## ТЕКСТ ДЛЯ ЧТЕНИЯ
........

Если западный постмодернизм отказывается воспринимать историю искусства хронологически и видит ее как единый «воображаемый му­зей» (Мальро) или как «картинный зал души» (Гессе), то наше искус­ство продолжает мучительно выяснять отношения с прошлым, ревизо­вать или переосмысливать минувшее. Западный постмодернизм подпи­сал мир с классическим искусством во имя свободной манипуляции его ценностями без малого полвека назад (упомянутое сочинение Мальро было опубликовано в 1947 году1). Наша же, условно говоря, постмо­дернистская культура все еще не в силах освободиться от политиче­ских страстей и занята не столько художественной компиляцией, сколько политической же «бесконечной игрой цитат (un jeu de citations infini)»2. И лихорадочно спешит вписаться в европейскую ху­дожественную жизнь или, на худой конец, в то, что можно было бы назвать «большой транснациональной тусовкой».
Политизированность и напряженная нравственность, издревле при­сущие нашей культуре, никуда не делись, и декларируемая нынешни­ми художниками аполитичность - тоже политическая позиция.
Марсель Пруст - явление для России вряд ли возможное. Равно как и колесо Дюшана с его бытованием лишь в культурной, но вовсе не политической среде. Русский же авангард (начиная с общественных акций отечественных «футуристов») всегда имел политическую или социально-нравственную направленность. Да и рафинированный пас­сеизм декаданса тоже не был лишен политической позиции: ведь даже спор Бенуа со Стасовым не оставался просто художественным спором.

Революционная ангажированность авангарда, его вполне большеви­стская нетерпимость, его трагический конец, как и вся дальнейшая судьба нашей культуры в тоталитарную и посттоталитарную пору, на долгие годы определили неотрывность искусства от политики.
А бурная жизнь культуры диссидентской и развитие свободной (но порабощенной борьбой за свободу) мысли на фоне катастрофического падения цивилизации и утраты остатков демократии сделали нашу об­щественную ситуацию вполне уникальной.

При любой разрухе и даже терроре может развиваться (а в России особенно - есть грустная традиция) культура. Но постмодернизм - дитя цивилизованного мира и освобожденного сознания. Он требует опыта автономии искусства, опыта, который во Франции был начат импрессионистами еще в конце 60-х годов минувшего века. Давно за­мечено, что в пору, когда русские художники видели освобождение и новаторство в новом содержании («бунт четырнадцати»), для европей­цев эта свобода заключалась в открытии новых форм. А спустя полве­ка наш блистательный классический авангард был, как никогда, по­литизирован, и русский поиск новых формальных структур был жест­ко вписан в политическую ситуацию и общественную борьбу. Все менее свободным становилось и сознание зрителей. Если в прежних историко-культурных ситуациях роль зрителя была сравни­тельно пассивной, то в ситуации, которая у нас называется постмодер­низмом, она становится определяющей. А уж зритель российский по­литизирован еще глубже, чем художник, поскольку склонен даже в чисто пластической новации видеть политическую дерзость (что верно часто, но все же не всегда). И может ли профессионал, имеющий известный опыт и известные представления об истории искусствознания и художественной критики, всерьез полагать, что наши нынешние художественные забавы и есть тот самый постмодернизм, который давно и мирно живет на Западе еще со времен Дюшана?

........

## СОХРАНЁННЫЕ ДАННЫЕ

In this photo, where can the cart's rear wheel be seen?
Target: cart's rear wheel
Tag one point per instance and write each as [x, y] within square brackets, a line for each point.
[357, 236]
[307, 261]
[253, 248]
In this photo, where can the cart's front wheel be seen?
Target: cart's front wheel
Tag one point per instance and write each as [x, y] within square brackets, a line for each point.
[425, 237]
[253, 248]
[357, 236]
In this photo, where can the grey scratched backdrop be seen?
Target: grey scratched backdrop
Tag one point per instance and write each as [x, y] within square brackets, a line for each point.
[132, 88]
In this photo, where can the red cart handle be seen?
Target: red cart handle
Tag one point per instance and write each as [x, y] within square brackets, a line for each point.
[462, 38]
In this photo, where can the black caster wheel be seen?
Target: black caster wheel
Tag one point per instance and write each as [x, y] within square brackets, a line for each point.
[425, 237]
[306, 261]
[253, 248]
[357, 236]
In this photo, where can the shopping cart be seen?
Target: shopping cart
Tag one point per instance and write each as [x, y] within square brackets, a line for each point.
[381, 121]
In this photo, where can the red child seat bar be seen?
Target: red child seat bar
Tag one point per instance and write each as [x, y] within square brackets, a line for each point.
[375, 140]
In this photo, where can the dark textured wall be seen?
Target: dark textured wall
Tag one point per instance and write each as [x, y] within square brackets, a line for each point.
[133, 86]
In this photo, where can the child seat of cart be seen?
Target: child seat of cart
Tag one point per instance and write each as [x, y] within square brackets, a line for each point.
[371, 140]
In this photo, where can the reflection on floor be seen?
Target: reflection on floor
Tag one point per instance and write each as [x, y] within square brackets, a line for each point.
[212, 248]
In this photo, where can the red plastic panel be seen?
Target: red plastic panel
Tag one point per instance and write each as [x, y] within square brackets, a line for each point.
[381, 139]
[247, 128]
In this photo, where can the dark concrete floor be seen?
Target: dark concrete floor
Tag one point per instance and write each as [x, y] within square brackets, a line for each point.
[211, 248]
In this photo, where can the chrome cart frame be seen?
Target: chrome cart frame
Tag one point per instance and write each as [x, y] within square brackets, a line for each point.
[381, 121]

........

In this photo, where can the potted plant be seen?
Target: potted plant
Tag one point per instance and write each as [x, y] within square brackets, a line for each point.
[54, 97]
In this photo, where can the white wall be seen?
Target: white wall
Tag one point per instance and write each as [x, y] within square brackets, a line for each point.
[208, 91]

........

## ЧТО НУЖНО СДЕЛАТЬ
(a) Дословно перепишите фрагмент текста о постмодернизме, начиная со слов «А бурная жизнь» и продолжая до слов «ситуацию вполне уникальной.».
(b) Ответьте на вопросы по тексту о постмодернизме:
(i) В каком году было опубликовано упомянутое сочинение Мальро?
(ii) Кем во Франции был начат опыт автономии искусства?
(iii) Чем, согласно тексту, является декларируемая нынешними художниками аполитичность?

## ОТВЕТЫ НА ЗАДАНИЯ
(a)
А бурная жизнь культуры диссидентской и развитие свободной (но порабощенной борьбой за свободу) мысли на фоне катастрофического падения цивилизации и утраты остатков демократии сделали нашу об­щественную ситуацию вполне уникальной.

(b)
(i) В 1947 году.
(ii) Импрессионистами, ещё в конце 60-х годов минувшего века.
(iii) Это тоже политическая позиция.